The problem — Scale the material starting at the line that has "Objective — pinpoint the brick" and stopping after the line that has "[400,229,561,432]". Rewrite every one of those lines, the worded ones unchanged, but multiply each bracketed box coordinate by 0.95 and round to a whole number, with halves rounding up.

Recorded information —
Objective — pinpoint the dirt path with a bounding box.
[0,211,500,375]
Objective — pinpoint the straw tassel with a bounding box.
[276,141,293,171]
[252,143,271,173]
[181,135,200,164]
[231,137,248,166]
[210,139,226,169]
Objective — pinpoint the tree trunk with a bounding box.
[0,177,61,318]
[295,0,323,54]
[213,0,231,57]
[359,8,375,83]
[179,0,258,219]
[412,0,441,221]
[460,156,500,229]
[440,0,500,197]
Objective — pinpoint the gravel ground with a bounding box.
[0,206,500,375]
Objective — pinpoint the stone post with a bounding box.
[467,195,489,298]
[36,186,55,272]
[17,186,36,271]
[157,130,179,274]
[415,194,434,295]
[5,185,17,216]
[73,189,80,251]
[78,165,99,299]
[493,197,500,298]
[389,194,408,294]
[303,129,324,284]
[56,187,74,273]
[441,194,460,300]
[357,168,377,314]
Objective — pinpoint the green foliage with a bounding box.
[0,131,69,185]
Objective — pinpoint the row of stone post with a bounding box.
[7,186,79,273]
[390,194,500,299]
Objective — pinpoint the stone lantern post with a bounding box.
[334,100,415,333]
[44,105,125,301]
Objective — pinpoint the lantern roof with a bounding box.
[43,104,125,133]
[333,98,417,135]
---
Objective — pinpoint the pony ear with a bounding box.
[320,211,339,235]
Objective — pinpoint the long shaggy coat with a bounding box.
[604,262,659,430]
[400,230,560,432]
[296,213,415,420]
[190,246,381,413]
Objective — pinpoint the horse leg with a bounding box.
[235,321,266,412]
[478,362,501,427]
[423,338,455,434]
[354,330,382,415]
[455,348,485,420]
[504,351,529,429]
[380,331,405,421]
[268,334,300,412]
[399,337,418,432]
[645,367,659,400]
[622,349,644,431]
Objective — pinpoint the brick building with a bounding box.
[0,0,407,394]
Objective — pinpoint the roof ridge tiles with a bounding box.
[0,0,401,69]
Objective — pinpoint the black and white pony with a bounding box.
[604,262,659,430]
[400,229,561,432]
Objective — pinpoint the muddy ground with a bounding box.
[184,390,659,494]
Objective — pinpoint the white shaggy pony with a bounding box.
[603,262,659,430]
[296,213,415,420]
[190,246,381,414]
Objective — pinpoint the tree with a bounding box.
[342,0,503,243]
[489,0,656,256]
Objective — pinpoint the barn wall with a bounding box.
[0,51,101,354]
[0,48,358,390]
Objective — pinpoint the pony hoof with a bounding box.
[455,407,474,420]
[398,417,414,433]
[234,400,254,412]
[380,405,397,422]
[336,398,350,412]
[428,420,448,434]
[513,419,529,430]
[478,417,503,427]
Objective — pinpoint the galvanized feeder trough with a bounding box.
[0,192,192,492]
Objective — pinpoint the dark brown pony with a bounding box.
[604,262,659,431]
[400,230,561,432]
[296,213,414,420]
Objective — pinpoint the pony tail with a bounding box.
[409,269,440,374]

Response to the task —
Objective — pinpoint the brick building with a bounding box.
[0,0,387,374]
Objective — pinpoint the roof ridge tiles with a bounding box.
[0,0,381,66]
Objective — pinpoint the black and white pony with a bounding box.
[574,249,626,409]
[380,218,533,410]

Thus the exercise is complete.